* À faire A:
Répondez à ces questions à partir de l'extrait sur Thomas Schlesser :
(i) Quand doit paraître « Le chat du jardinier » ?
(ii) En combien de langues environ « Les Yeux de Mona » a-t-il été traduit ?
(iii) Dans quel classement l'ouvrage s'est-il hissé aux États-Unis ?
* À faire B: Écrivez la suite de l'extrait sur Thomas Schlesser, en reprenant juste après sa dernière phrase.

* Extrait choisi:
---+---
Porté par un succès planétaire inattendu, Thomas Schlesser présente son nouvel ouvrage, « Le chat du jardinier ». Ce roman, qui paraîtra début février, ambitionne de susciter chez ses lecteurs un désir renouvelé pour la poésie. L’écrivain et historien d’art s’appuie sur l’élan considérable généré par son précédent livre, « Les Yeux de Mona », phénomène éditorial traduit dans près de quarante langues et écoulé à plus d’un million d’exemplaires.

L’auteur avoue avoir été surpris, voire stupéfait, par l’accueil réservé à son roman, notamment sur le marché nord-américain, réputé difficile pour les auteurs non anglophones. L’ouvrage s’est pourtant hissé parmi les meilleures ventes du New York Times et a été distingué par une grande chaîne de librairies américaine. Selon les observateurs, ce succès tient à la manière dont le récit entremêle la découverte artistique et le thème universel de la transmission intergénérationnelle.
---+---
* Items fournis:

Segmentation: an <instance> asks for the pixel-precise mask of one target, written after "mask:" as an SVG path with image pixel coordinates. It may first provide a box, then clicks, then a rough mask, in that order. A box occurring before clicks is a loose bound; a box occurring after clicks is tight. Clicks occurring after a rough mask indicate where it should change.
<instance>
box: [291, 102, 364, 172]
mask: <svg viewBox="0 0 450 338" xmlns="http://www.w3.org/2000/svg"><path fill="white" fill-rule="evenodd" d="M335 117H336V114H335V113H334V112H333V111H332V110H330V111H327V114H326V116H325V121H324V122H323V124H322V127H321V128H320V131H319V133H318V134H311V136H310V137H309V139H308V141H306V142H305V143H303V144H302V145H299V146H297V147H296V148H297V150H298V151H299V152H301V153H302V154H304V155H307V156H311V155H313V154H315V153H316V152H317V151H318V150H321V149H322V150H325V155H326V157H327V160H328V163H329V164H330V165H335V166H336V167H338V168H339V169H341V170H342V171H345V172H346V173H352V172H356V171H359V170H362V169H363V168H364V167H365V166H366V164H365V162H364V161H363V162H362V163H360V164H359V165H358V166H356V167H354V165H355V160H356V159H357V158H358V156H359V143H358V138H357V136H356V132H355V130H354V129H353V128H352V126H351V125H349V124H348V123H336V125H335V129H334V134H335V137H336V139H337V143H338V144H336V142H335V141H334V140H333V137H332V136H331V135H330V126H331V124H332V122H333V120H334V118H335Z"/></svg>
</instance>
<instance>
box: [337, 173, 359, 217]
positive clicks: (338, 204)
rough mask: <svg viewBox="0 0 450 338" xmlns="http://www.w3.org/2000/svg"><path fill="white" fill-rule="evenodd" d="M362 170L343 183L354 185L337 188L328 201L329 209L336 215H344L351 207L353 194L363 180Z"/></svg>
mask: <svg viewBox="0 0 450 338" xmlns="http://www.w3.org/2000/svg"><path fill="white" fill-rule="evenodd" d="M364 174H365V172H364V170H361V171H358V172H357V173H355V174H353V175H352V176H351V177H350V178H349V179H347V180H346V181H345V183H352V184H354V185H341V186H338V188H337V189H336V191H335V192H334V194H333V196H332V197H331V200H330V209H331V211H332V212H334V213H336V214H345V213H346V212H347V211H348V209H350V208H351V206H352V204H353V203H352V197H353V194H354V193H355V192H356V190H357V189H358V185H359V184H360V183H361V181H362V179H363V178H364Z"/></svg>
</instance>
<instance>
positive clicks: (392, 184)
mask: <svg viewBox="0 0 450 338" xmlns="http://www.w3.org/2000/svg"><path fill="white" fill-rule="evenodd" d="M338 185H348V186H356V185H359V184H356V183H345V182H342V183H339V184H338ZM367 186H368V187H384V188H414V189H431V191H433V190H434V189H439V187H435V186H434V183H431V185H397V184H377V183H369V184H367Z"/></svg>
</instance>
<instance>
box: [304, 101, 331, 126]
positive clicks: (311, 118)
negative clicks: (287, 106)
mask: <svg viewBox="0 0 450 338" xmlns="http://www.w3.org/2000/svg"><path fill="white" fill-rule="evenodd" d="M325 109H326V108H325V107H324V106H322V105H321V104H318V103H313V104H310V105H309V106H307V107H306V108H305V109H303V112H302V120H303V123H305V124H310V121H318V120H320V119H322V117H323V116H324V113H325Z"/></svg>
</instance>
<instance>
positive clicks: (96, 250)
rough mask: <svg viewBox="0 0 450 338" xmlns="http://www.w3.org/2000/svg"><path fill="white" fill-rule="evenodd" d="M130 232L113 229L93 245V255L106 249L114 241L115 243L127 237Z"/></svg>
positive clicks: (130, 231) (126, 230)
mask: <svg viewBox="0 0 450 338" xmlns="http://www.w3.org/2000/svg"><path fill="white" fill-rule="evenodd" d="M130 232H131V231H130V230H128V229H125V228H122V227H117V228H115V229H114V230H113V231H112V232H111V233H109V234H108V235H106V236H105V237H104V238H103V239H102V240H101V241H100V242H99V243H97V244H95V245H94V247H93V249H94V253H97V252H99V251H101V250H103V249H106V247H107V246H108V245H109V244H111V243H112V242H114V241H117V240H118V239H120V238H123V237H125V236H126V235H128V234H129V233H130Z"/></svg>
---+---
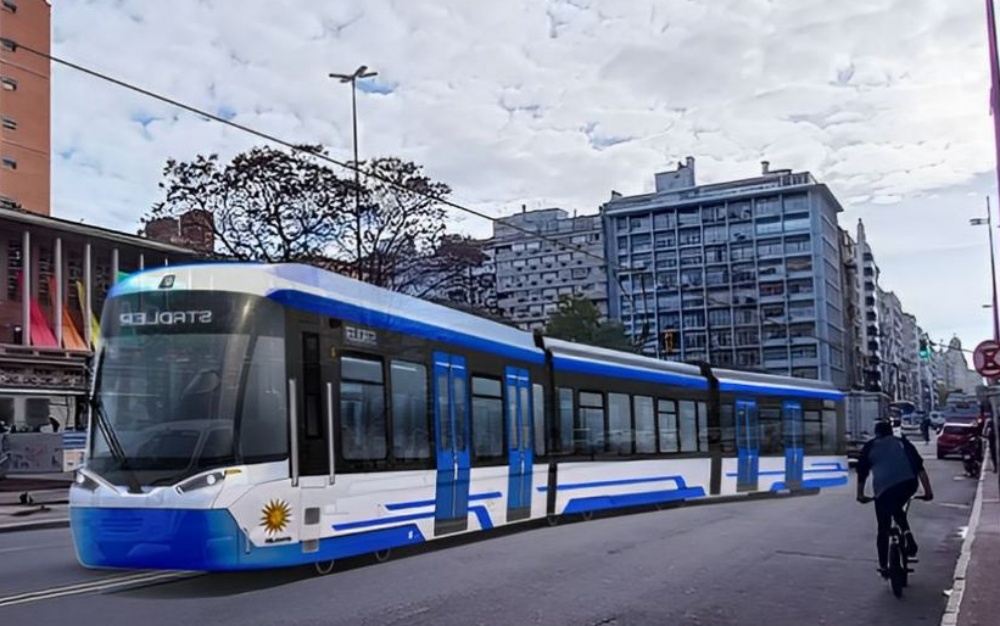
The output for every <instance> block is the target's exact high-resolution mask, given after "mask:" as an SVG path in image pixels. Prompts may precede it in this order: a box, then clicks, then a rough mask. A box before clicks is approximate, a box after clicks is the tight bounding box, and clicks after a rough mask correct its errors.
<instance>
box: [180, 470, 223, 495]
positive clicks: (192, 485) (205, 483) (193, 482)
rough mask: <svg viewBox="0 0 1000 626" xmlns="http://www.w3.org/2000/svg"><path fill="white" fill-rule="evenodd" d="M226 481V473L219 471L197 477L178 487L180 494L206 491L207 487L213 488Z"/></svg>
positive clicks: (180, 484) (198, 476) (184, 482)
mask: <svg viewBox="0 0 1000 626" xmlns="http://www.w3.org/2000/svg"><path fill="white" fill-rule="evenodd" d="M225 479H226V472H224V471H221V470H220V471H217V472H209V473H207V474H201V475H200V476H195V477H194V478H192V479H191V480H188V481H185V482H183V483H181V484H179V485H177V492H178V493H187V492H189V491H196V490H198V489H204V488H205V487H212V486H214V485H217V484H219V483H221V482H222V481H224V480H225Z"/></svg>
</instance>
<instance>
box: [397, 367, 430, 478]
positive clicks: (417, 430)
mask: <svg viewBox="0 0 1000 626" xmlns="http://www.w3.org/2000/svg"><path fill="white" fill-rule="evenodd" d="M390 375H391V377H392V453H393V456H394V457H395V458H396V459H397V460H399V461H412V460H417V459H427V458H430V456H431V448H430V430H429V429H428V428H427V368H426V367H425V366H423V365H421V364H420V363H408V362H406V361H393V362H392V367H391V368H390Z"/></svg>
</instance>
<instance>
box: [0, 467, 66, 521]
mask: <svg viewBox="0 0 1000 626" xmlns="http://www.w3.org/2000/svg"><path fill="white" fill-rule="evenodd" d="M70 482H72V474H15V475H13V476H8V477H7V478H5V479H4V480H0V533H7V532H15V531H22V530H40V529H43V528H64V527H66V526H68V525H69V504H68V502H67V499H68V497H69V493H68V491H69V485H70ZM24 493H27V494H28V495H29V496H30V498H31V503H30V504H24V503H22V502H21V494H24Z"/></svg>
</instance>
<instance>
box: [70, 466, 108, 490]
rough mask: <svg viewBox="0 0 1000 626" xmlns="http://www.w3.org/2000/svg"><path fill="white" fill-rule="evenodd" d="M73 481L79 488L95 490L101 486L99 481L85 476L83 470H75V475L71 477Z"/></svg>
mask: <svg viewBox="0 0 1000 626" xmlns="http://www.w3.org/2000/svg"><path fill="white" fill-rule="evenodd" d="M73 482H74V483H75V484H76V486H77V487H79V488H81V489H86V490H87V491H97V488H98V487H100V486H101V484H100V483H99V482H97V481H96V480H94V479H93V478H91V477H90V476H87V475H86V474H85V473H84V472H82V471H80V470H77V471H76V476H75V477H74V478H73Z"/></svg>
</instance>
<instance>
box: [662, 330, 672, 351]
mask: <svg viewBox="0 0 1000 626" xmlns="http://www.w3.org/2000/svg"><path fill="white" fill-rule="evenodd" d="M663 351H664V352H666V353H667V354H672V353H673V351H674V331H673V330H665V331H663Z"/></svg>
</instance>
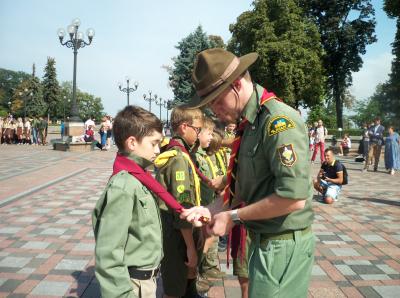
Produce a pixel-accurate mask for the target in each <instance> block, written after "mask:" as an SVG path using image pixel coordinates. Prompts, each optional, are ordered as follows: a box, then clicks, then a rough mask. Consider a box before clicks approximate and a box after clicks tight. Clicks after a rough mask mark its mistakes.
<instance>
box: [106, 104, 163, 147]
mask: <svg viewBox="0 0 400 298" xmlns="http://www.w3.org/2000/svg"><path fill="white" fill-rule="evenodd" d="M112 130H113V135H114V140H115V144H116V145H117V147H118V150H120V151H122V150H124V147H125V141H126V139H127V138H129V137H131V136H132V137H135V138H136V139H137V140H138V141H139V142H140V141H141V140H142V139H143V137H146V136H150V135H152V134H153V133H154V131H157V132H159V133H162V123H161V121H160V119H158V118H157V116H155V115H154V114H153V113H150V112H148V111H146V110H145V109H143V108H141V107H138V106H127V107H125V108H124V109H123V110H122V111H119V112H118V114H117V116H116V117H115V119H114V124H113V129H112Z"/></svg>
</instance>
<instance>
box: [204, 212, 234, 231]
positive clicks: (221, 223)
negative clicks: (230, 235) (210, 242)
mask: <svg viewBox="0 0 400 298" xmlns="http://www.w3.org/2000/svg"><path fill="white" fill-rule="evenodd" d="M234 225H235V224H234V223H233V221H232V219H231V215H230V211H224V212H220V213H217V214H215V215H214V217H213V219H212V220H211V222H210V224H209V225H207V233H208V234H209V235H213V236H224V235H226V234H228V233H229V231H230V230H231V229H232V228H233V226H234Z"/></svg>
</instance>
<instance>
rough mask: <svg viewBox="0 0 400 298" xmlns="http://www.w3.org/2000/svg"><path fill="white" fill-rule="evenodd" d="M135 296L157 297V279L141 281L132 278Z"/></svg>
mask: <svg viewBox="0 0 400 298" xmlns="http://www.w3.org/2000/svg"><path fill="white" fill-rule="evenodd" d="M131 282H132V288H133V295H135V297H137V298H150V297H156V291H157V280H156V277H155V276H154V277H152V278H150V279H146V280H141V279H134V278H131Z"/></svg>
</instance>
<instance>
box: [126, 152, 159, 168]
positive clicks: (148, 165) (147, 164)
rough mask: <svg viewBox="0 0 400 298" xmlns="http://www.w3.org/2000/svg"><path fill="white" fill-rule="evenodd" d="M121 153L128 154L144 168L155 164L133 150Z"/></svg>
---+---
* Votre réponse A:
(i) Début février.
(ii) Près de quarante langues.
(iii) Parmi les meilleures ventes du New York Times.

* Votre réponse B:
Ce parcours exceptionnel n’a, selon ses dires, que peu modifié le quotidien de Thomas Schlesser, qui partage son temps entre l’écriture, la direction d’une fondation d’art et l’enseignement. Fervent lecteur de poésie depuis son adolescence, il en défend une pratique quotidienne, qu’il compare à une hygiène de vie. C’est cette conviction qu’il transpose dans son nouveau roman, où les vers deviennent un remède pour un personnage en proie au doute.

L’intrigue met en scène un jardinier accablé par le chagrin, dont l’existence est peu à peu illuminée par une voisine, ancienne professeure de lettres. Leur rencontre, ponctuée de lectures partagées, fait redécouvrir près de quatre-vingts poètes, des classiques aux voix plus contemporaines. Pour l’écrivain, cette trame narrative illustre la capacité de la poésie à apaiser les âmes et à intensifier le rapport au monde.

Thomas Schlesser se réjouit par ailleurs d’un regain d’intérêt notable pour la poésie, particulièrement auprès des plus jeunes. Il observe que cet engouement passe désormais par de nouvelles formes, orales ou musicales, comme le slam, sans négliger les créations écrites les plus audacieuses. L’auteur anticipe même que l’intelligence artificielle pourrait ouvrir des voies inédites à cet art du langage, promettant des évolutions captivantes pour les années à venir.